_Trecho do texto:_
%%
A campanha presidencial deste ano começou em 2014, quando Jair Bolsonaro, após vencer a eleição para deputado federal, a sétima, saiu Brasil adentro reunindo multidões e distribuindo as imagens dos encontros nas redes, para demonstrar que era competitivo numa campanha que poderia levá-lo à vitória, por mais improvável que isso fosse.
E, de fato, ele venceu a eleição em 2018, tomou posse em 2019 ainda convalescendo do atentado à faca que sofreu, mas não parou a campanha. O presidente assumiu o mandato no momento em que a economia esfacelada pela presidente Dilma Rousseff deu sinais de recuperação com Michel Temer e continuou num bom caminho com Paulo Guedes. O único adversário competitivo permanecia preso e assim deveria ficar um bom tempo ainda. O cenário era favorável à reeleição.
Tudo corria bem no figurino das campanhas de Jair Bolsonaro, que nunca dispensaram as polêmicas. Como a imprensa está sempre à disposição delas, o presidente tem feito bom uso dos veículos tradicionais. E se o que ele diz e faz irrita os emissários, tanto melhor, porque a notícia terá o peso essencial para insuflar as massas, tanto aquelas a favor dele como as contrárias.
Em 2020, apareceu a pandemia e deu um tranco no projeto de reeleição, porque tirou do Presidente os seus mais valiosos instrumentos de campanha: o contato pessoal e o resultado econômico do Brasil. O Presidente ficou tonto no início, mas reagiu rápido e nadou contra a maré, porque a favor dela não produziria polêmica. Só que isso gasta uma energia e tanto do bem maior de um político, a sua imagem.
A oposição viu nas reações do Presidente à pandemia uma brecha para interromper o projeto dele de reeleição e instalou a CPI do COVID-19. A imprensa passou, nesse caso, a ter duas agendas: a CPI e o Presidente e uma pauta só: as polêmicas criadas pelo confronto entre um e outro. Jair Bolsonaro permaneceu, por conseguinte, com todo o espaço de visibilidade. Ninguém além dele tinha voz a não ser para falar dele, fosse bem ou fosse mal.
De qualquer forma, a exposição negativa abalou a imagem do Presidente e a situação levou alguns aliados a acreditar que seria o fim do projeto de reeleição. Eles resolveram, consequentemente, disputar.
João Amoedo levantou a bandeira do impeachment, mas o partido dele rasgou a bandeira e deu-lhe um passa fora. Luiz Henrique Mandetta ergueu a voz contra o tratamento precoce e o presidente mandou que ele calasse. Ele não calou, foi demitido e teve alguns dias e algumas horas de glória, quando veio a notícia de ele ter saído com 76% de aprovação. Quando isso deixou de ser novidade, Mandetta perdeu o fôlego e voltou para Mato Grosso do Sul, onde as pesquisas indicam que perderá a eleição para o Senado. Teresa Cristina, aliada de Jair Bolsonaro, deverá vencer.
%%
_Trecho dos dados:_
%%
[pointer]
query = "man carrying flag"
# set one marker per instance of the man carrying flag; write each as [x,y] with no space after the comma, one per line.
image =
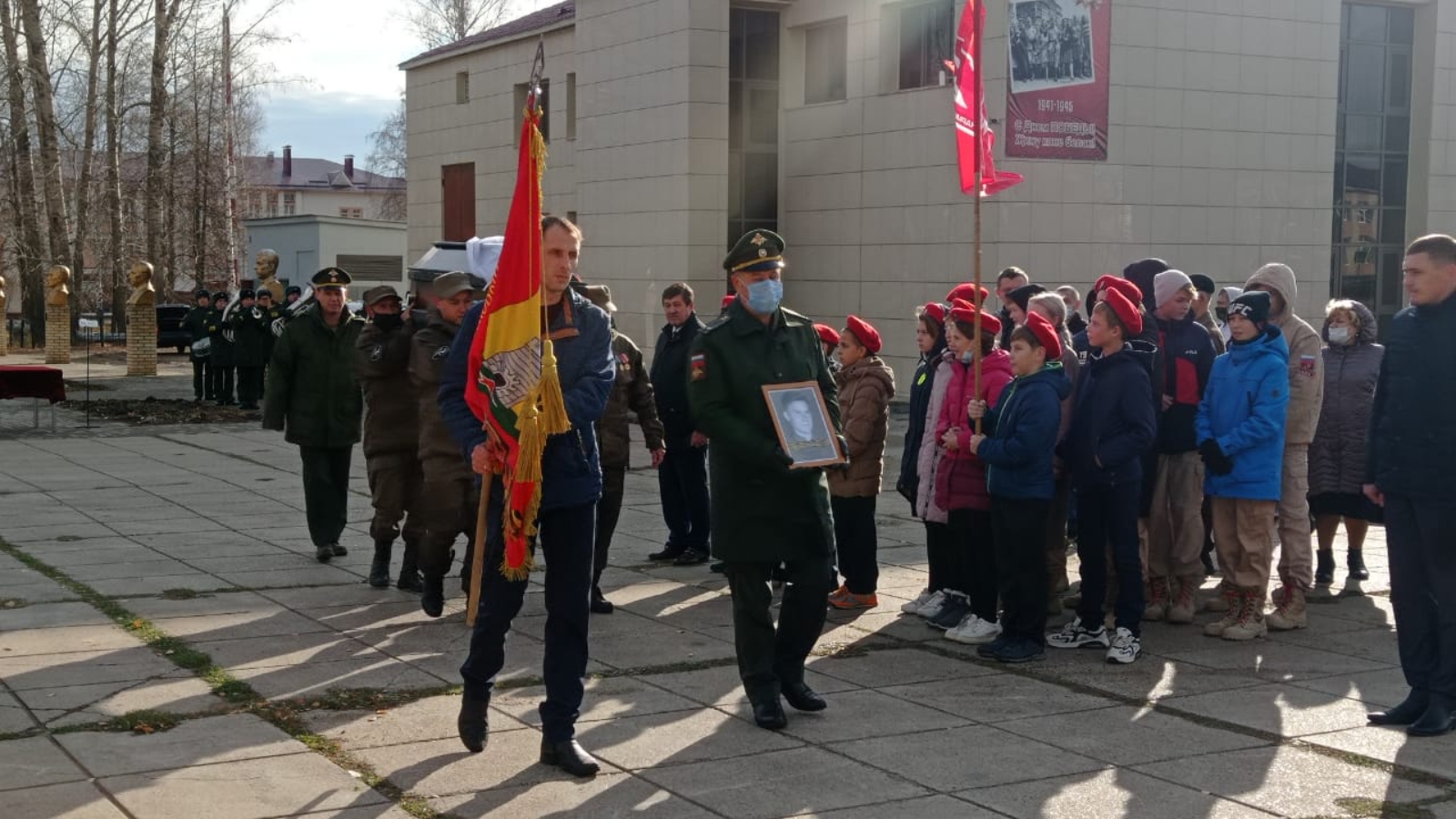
%%
No texto sobre a campanha de Bolsonaro, digite de novo, sem mudar nada, tudo o que vai de "A oposição viu" até "resolveram, consequentemente, disputar.". As linhas não têm nenhum papel aqui.

_Resposta final:_
A oposição viu nas reações do Presidente à pandemia uma brecha para interromper o projeto dele de reeleição e instalou a CPI do COVID-19. A imprensa passou, nesse caso, a ter duas agendas: a CPI e o Presidente e uma pauta só: as polêmicas criadas pelo confronto entre um e outro. Jair Bolsonaro permaneceu, por conseguinte, com todo o espaço de visibilidade. Ninguém além dele tinha voz a não ser para falar dele, fosse bem ou fosse mal.
De qualquer forma, a exposição negativa abalou a imagem do Presidente e a situação levou alguns aliados a acreditar que seria o fim do projeto de reeleição. Eles resolveram, consequentemente, disputar.